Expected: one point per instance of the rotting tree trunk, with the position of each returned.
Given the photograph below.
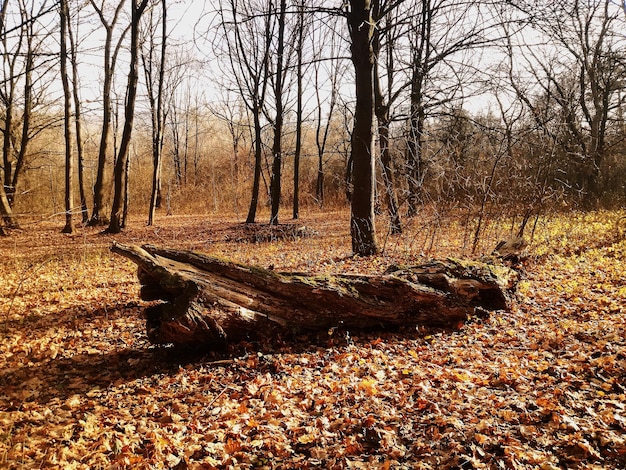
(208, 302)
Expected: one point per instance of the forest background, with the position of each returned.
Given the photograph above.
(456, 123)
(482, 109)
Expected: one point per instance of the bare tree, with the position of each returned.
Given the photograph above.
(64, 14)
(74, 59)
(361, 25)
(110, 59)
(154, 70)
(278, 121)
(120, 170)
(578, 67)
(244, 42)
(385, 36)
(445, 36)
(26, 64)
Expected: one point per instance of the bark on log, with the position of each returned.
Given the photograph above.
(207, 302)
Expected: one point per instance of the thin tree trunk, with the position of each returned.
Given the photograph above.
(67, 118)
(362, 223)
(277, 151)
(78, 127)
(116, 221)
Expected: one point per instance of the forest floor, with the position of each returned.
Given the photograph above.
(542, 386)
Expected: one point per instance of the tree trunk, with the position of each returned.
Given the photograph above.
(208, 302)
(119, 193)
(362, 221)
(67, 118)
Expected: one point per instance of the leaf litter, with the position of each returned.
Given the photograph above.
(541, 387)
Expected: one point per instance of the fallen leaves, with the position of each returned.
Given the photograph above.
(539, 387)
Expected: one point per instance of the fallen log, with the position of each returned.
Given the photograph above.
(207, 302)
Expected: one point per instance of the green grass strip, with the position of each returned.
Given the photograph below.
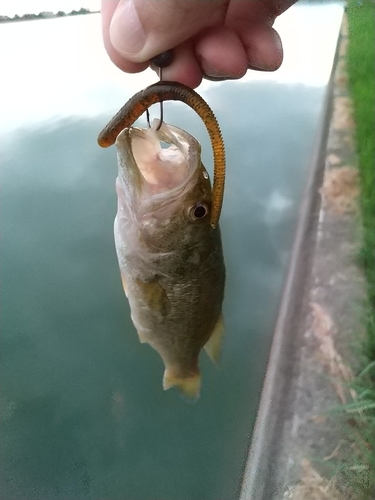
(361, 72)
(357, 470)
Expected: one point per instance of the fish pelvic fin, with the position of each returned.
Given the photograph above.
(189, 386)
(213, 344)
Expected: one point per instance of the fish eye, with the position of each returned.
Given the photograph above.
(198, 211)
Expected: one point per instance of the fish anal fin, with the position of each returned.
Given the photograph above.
····················
> **Exercise requirements**
Without the pictures, give all of the entries above again exactly.

> **Answer below**
Expected: one point per instance of the rotting tree trunk, with the position of each returned.
Given the photograph below.
(208, 302)
Expected: one point per instance of the forest background, with the position of each returned.
Given the photograph above.
(456, 123)
(482, 109)
Expected: one point per instance of the bare tree, with the position of each returned.
Given the photograph above.
(64, 14)
(74, 59)
(361, 25)
(110, 59)
(154, 70)
(278, 121)
(120, 170)
(578, 67)
(244, 42)
(385, 36)
(445, 36)
(26, 64)
Expected: one point per instance of the bark on log, with the position of each returned.
Given the photograph above.
(207, 302)
Expected: one point per instance of the thin tree trunk, with the position of each returned.
Given the photograph above.
(67, 118)
(362, 223)
(277, 151)
(78, 127)
(116, 221)
Expected: one point per instance of the forest floor, with the position of each returned.
Given the photograph above.
(542, 386)
Expected: one point per instance of the tree trunk, with the position of each returned.
Given the photograph above.
(208, 302)
(119, 193)
(362, 221)
(67, 118)
Expected: one point per instance of the leaf litter, with the position of each returned.
Given the photograph above.
(541, 387)
Expected: one point per instance of the fallen leaves, with the position of each returned.
Given the photograph above.
(539, 387)
Expected: one point per instance of the fallen log, with the position of each returned.
Given the photograph above.
(207, 302)
Expected: one point per instance of the green grass strip, with the position of each returned.
Given the photograph below.
(361, 72)
(357, 470)
Expected: one point per instance of the fish pelvic fin, with the position of each returned.
Given the photograph above.
(189, 386)
(213, 344)
Expected: one point per instance of the fish eye, with the position of each returned.
Given the photograph above.
(198, 211)
Expected: one point per instance of the fish anal fin, with the position of each returned.
Given the photograph above.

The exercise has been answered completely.